━━ SOURCE ━━
Les études concernant les textes rédigés dans les divers parlers normands sont rares. Si l’on fait exception de la thèse de Roger-Jean Lebarbanchon sur les auteurs modernes et des travaux de Catherine Bougy (dont sa thèse inédite1), on ne peut compter que sur une poignée d’articles, depuis le début du XXe siècle. Ce peu d’études n’est pas le reflet d’un manque de chercheurs, mais sans doute plutôt d’une méconnaissance des textes. Depuis le XIXe siècle et le travail resté inédit d’Alfred Canel, il y a eu plusieurs tentatives d’inventaires de la littérature dialectale normande, par des spécialistes tels que Fernand Lechanteur, René Lepelley ou à nouveau Catherine Bougy. Mais faute de se livrer à un travail de recherche approfondi dans les archives et bibliothèques, ces inventaires n’ont fait bien souvent que se répéter les uns les autres, ajoutant de temps en temps quelques découvertes ponctuelles2. Aussi nous a-t-il semblé nécessaire de fournir aux chercheurs et aux passionnés un corpus aussi exhaustif que possible des textes narratifs rédigés dans les divers parlers normands, du XVe siècle à 1918. Ces dates n’ont pas été choisies au hasard : le XVe siècle est l’époque durant laquelle les premières productions littéraires en normand clairement identifiées apparaissent ; 1918, car il s’agit là de la fin de la première guerre mondiale, période de brassage forcé des populations qui marqua le début du déclin de la plupart des langues et parlers régionaux en France.
━━━
━━ ENREGISTREMENTS CONSERVÉS ━━
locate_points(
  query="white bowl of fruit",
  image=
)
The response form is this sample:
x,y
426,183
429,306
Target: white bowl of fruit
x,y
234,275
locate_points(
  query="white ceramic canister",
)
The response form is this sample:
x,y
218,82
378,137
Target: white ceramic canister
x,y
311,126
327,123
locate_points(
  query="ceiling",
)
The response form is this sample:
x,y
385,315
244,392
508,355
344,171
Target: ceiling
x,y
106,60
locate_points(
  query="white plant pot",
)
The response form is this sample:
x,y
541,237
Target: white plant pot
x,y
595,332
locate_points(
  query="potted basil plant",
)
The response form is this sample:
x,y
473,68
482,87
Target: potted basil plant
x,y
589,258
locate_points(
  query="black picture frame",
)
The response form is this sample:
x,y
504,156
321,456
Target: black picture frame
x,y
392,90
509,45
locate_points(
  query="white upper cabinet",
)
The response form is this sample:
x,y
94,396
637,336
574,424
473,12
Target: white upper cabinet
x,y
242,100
━━━
CONSIGNE 1:
Filtrez les enregistrements en recopiant chaque ligne qui contient la chaîne « Target ». La casse compte.
CONSIGNE 2:
Poursuivez, s'il vous plaît, le texte sur la littérature dialectale normande après sa dernière phrase.
Le texte et les enregistrements forment deux matériaux distincts.

RÉPONSE 1:
Target: white bowl of fruit
Target: white ceramic canister
Target: ceiling
Target: white plant pot
Target: potted basil plant
Target: black picture frame
Target: white upper cabinet

RÉPONSE 2:
Dans les archives et les bibliothèques
Avant d’étudier la littérature dialectale, il fallait en constituer convenablement le corpus, et pour cela employer des méthodes d’historien. La première approche a été fort simple : il a fallu se rendre dans tous les dépôts d’archives de Normandie, dans les principales bibliothèques, dans quelques fonds privés (de sociétés savantes), et traquer, dans l’inventaire et les rayons, les expressions « patois », « dialecte », « langue normande », à la recherche de textes déjà inventoriés, mais non connus des anciens dialectologues. Par la même occasion, un dépouillement quasi-exhaustif des brochures et publications locales antérieures à 1918 a été effectué. Cette démarche empirique a permis à elle seule de doubler le volume du corpus.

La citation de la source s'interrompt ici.